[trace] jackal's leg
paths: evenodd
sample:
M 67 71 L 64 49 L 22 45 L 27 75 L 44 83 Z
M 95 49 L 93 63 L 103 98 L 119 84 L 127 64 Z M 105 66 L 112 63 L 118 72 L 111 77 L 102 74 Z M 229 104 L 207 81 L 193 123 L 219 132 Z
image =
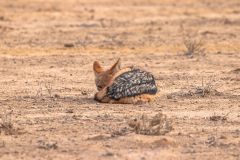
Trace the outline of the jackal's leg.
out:
M 135 96 L 135 97 L 121 98 L 120 100 L 118 100 L 114 103 L 142 104 L 142 103 L 152 101 L 153 98 L 154 98 L 154 95 L 142 94 L 142 95 L 138 95 L 138 96 Z
M 107 96 L 107 88 L 104 88 L 95 94 L 94 99 L 103 103 L 141 104 L 150 102 L 154 97 L 155 95 L 142 94 L 134 97 L 125 97 L 119 100 L 114 100 Z

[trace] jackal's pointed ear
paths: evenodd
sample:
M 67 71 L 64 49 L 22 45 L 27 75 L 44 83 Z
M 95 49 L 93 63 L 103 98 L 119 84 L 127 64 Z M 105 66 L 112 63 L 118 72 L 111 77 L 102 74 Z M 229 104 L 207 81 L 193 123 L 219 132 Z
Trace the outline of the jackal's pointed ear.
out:
M 121 69 L 121 59 L 119 58 L 117 62 L 110 68 L 111 73 L 117 73 Z
M 93 71 L 95 74 L 99 74 L 99 73 L 103 72 L 103 68 L 101 67 L 101 65 L 98 61 L 95 61 L 93 63 Z

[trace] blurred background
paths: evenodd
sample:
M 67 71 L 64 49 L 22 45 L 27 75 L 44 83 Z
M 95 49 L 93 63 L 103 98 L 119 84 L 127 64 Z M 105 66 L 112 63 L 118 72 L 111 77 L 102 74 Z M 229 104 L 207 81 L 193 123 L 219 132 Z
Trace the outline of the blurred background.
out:
M 189 36 L 204 40 L 209 52 L 235 52 L 240 50 L 239 28 L 239 0 L 0 2 L 3 54 L 45 49 L 50 54 L 64 48 L 181 52 Z

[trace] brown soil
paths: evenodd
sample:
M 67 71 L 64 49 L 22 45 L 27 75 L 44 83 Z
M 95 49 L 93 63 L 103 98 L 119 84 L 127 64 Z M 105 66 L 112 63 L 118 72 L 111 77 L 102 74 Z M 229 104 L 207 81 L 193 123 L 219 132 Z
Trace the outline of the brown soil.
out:
M 240 159 L 239 0 L 1 0 L 0 47 L 0 159 Z M 93 100 L 118 57 L 156 101 Z M 128 126 L 160 112 L 165 135 Z

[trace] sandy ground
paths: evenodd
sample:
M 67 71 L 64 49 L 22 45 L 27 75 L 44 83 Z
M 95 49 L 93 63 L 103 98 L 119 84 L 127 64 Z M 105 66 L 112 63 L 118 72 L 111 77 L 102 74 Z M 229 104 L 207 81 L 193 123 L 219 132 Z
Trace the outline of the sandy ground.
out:
M 1 160 L 240 159 L 239 0 L 1 0 L 0 48 Z M 93 100 L 93 61 L 118 57 L 155 75 L 156 101 Z M 128 126 L 159 112 L 166 135 Z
-----
» Problem requirements
Please count up the lines above that include the string "soil" and respond with the total alone.

» Solution
2